━━━ Material provided
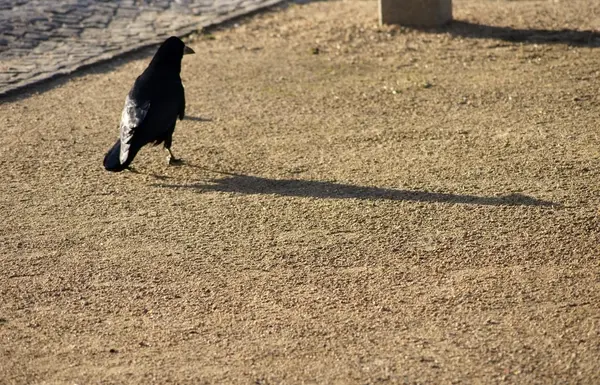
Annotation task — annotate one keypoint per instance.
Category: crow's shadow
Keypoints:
(573, 37)
(246, 184)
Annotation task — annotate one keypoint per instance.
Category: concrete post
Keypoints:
(418, 13)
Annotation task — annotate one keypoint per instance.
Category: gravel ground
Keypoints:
(358, 205)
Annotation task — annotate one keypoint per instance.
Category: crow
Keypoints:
(152, 107)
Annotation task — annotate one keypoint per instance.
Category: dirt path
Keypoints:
(402, 207)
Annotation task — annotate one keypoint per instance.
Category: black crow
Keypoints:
(152, 107)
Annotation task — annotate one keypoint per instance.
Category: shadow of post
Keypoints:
(587, 38)
(246, 184)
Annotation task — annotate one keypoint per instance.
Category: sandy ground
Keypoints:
(359, 205)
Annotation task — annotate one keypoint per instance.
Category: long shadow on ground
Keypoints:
(571, 37)
(246, 184)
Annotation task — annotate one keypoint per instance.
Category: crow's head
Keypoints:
(170, 53)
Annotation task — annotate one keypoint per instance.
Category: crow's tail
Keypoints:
(111, 159)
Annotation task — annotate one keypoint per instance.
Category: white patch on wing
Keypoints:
(132, 116)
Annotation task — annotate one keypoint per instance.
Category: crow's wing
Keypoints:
(133, 115)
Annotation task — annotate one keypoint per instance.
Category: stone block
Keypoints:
(417, 13)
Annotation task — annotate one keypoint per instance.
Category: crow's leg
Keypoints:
(171, 158)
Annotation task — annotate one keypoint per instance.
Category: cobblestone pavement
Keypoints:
(43, 38)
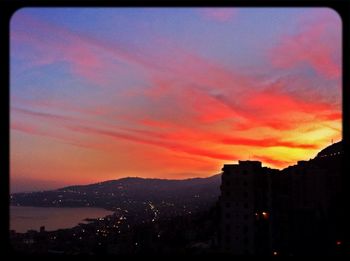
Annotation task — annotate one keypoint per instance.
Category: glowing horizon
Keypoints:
(101, 94)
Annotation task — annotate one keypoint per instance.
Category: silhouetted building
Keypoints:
(295, 211)
(245, 203)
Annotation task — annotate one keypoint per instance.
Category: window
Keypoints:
(245, 229)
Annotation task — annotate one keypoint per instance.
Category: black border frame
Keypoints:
(9, 7)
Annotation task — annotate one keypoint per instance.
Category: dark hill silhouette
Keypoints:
(129, 193)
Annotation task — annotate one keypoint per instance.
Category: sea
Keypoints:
(25, 218)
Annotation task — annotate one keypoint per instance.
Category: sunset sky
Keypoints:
(100, 94)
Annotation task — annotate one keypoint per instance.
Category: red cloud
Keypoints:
(317, 45)
(164, 144)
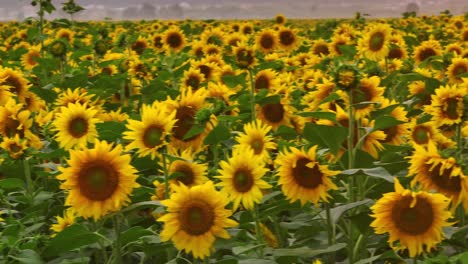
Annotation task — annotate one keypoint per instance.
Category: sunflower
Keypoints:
(140, 45)
(98, 180)
(365, 95)
(241, 177)
(195, 217)
(186, 107)
(193, 79)
(266, 79)
(174, 39)
(14, 146)
(375, 43)
(75, 126)
(426, 50)
(149, 134)
(447, 106)
(415, 219)
(186, 170)
(395, 134)
(287, 38)
(275, 114)
(266, 41)
(256, 138)
(433, 172)
(67, 220)
(302, 177)
(458, 67)
(422, 133)
(28, 60)
(14, 81)
(320, 48)
(280, 19)
(245, 56)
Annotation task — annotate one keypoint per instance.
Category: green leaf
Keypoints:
(330, 137)
(133, 234)
(70, 238)
(217, 135)
(377, 172)
(233, 80)
(28, 256)
(338, 211)
(286, 132)
(12, 183)
(110, 131)
(383, 122)
(195, 130)
(306, 252)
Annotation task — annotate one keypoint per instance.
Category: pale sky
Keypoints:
(232, 9)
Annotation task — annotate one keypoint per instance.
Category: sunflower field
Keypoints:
(260, 141)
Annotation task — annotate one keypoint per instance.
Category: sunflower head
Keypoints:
(414, 220)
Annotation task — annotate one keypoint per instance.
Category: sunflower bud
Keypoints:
(58, 48)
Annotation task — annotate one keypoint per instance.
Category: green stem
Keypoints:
(117, 254)
(27, 174)
(252, 95)
(166, 176)
(331, 232)
(258, 231)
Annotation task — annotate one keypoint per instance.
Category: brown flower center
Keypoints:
(287, 37)
(273, 112)
(262, 82)
(185, 120)
(305, 176)
(174, 40)
(78, 127)
(196, 218)
(416, 220)
(451, 106)
(185, 173)
(98, 180)
(444, 181)
(152, 136)
(376, 41)
(243, 180)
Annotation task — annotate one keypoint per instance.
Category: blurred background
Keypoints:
(233, 9)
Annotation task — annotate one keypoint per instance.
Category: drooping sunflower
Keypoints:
(447, 106)
(255, 137)
(186, 107)
(266, 79)
(302, 177)
(266, 41)
(427, 49)
(149, 134)
(287, 38)
(75, 126)
(275, 114)
(67, 220)
(187, 171)
(415, 219)
(320, 48)
(28, 60)
(375, 43)
(459, 66)
(14, 146)
(174, 39)
(241, 177)
(98, 180)
(368, 90)
(195, 217)
(14, 81)
(422, 133)
(433, 172)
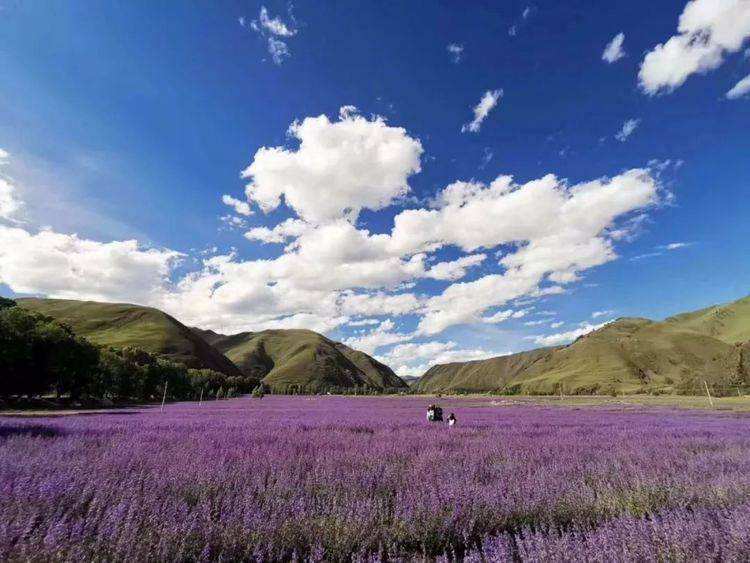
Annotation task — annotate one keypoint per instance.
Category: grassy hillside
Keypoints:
(121, 325)
(302, 357)
(626, 356)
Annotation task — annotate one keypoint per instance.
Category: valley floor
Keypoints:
(368, 478)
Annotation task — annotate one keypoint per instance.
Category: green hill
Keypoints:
(121, 325)
(626, 356)
(304, 358)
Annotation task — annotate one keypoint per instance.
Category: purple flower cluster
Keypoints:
(368, 479)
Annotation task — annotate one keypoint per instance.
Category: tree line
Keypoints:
(40, 356)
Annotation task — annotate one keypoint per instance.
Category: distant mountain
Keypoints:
(410, 380)
(626, 356)
(302, 357)
(121, 325)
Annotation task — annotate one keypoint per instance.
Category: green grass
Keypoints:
(304, 358)
(627, 356)
(121, 325)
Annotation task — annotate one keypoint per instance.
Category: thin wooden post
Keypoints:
(710, 400)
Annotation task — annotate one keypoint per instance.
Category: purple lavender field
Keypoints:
(368, 479)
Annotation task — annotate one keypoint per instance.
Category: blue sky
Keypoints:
(124, 124)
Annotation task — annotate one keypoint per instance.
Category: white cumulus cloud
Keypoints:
(340, 167)
(707, 30)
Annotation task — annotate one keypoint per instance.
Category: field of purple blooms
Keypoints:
(368, 479)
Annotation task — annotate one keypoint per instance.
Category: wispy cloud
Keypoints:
(528, 11)
(613, 52)
(661, 249)
(628, 128)
(275, 31)
(568, 336)
(456, 51)
(739, 89)
(482, 110)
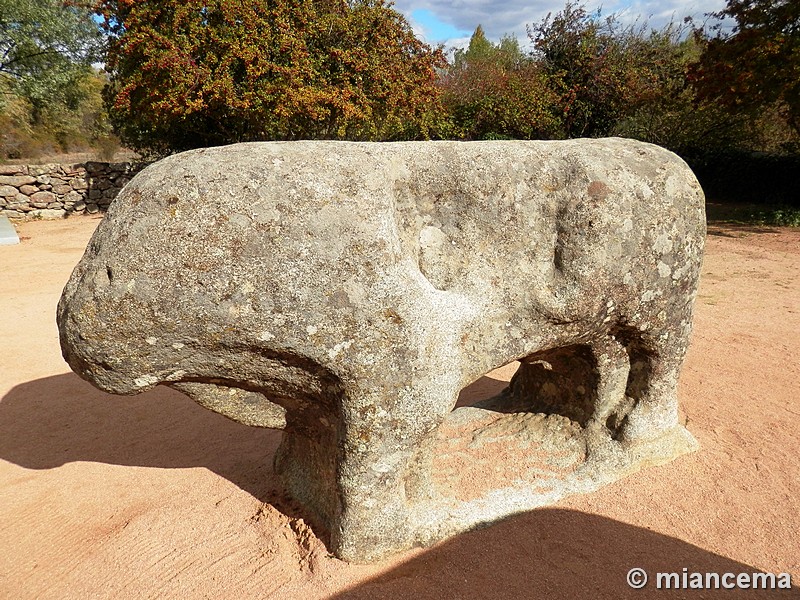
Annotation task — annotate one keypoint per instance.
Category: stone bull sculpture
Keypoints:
(348, 292)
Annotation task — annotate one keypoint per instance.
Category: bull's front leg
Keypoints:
(377, 469)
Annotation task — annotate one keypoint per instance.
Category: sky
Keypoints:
(452, 22)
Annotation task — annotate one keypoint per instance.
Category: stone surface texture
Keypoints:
(347, 292)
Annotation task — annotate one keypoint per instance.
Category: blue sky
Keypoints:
(452, 21)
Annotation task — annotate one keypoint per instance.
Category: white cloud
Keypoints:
(499, 18)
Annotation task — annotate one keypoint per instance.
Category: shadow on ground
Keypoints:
(543, 554)
(554, 554)
(61, 419)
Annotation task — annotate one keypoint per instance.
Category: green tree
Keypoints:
(186, 73)
(587, 66)
(496, 91)
(756, 65)
(46, 47)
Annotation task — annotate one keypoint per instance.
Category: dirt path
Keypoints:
(155, 497)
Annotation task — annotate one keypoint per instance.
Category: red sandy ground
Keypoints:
(155, 497)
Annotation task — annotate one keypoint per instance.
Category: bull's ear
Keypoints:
(243, 406)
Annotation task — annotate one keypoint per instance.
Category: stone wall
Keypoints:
(56, 190)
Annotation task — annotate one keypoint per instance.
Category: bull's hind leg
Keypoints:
(652, 389)
(613, 368)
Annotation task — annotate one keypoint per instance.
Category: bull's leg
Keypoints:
(653, 388)
(613, 367)
(377, 469)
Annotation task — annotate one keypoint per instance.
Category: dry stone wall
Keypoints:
(54, 191)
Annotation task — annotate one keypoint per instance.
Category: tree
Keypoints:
(46, 47)
(186, 73)
(756, 65)
(496, 91)
(587, 66)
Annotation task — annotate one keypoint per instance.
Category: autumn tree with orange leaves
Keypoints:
(755, 65)
(187, 74)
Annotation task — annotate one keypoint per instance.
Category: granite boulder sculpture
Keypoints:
(347, 292)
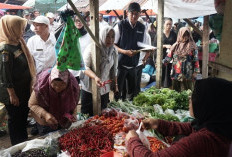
━━━━━━
» **The task**: Make a copy of each line in the records above that has the word "field".

» **Response to the exercise**:
Category: sunflower field
Category: purple lavender field
Category: field of purple blooms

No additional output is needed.